YOUR INSTRUCTIONS
Reproduce, word for word, the stretch of the essay on the driveway signs from "Imagine arriving with" through "Ah yes. Safe.".
------ EXERCISE PASSAGE ------
Notes from the Decline: Quietly quitting on the street where it's not “Safe to Deliver”
A bitter field dispatch from the slippery hillside where labor climbs, billionaires hide, and laminated paranoia tries to pass for hospitality.
Meet the Silicon Valley Suburb’s Delusional Billionnaire
In my neck of the woods there’s this juxtaposition of some signage which goes something like this “I will shoot you!” ‘However, if you are Amazon delivery guy please hike up the steep 200 yard driveway to ‘my 6 bedroom stock-option bought home and deliver my rainbow colored kettle bells….’ yeah I live in THAT neighborhood - and now you know why I have deep suspicion of the crassly wealthy and so should you.
Imagine arriving with your large Amazon truck, having started early that morning for your round and looking up to see not only the steep driveway but two signs. In your hands is a box of very heavy nonsense to deliver to someone who thinks the American working class is a threat to his curated reality.
At the bottom of the steep driveway?
These. Two. Signs.
“THE OWNER OF THIS PROPERTY IS ARMED. There is nothing inside worth risking your life for.”
And right beside it:
“AMAZON DRIVERS: It is SAFE to deliver to front door. DO NOT leave packages on wall or driveway.”
Ah yes. Safe.
Because nothing says “you’re respected” like a veiled threat posted to a stone wall while you carry three pounds of dog supplements for a man who gets nervous if he hears Spanish.
------ DATA BLOCK ------
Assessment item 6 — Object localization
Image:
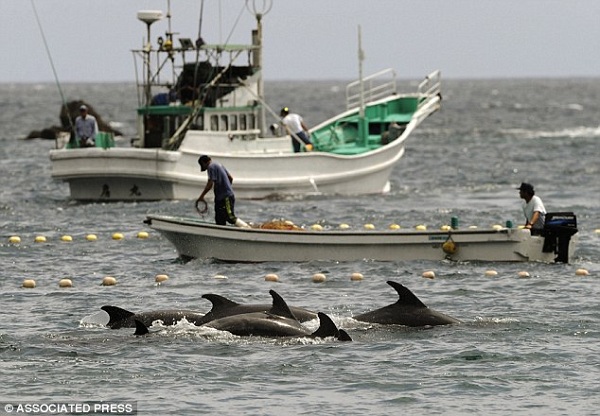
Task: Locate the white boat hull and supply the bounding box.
------
OUTPUT FOR THIS EXERCISE
Imagine arriving with your large Amazon truck, having started early that morning for your round and looking up to see not only the steep driveway but two signs. In your hands is a box of very heavy nonsense to deliver to someone who thinks the American working class is a threat to his curated reality.
At the bottom of the steep driveway?
These. Two. Signs.
“THE OWNER OF THIS PROPERTY IS ARMED. There is nothing inside worth risking your life for.”
And right beside it:
“AMAZON DRIVERS: It is SAFE to deliver to front door. DO NOT leave packages on wall or driveway.”
Ah yes. Safe.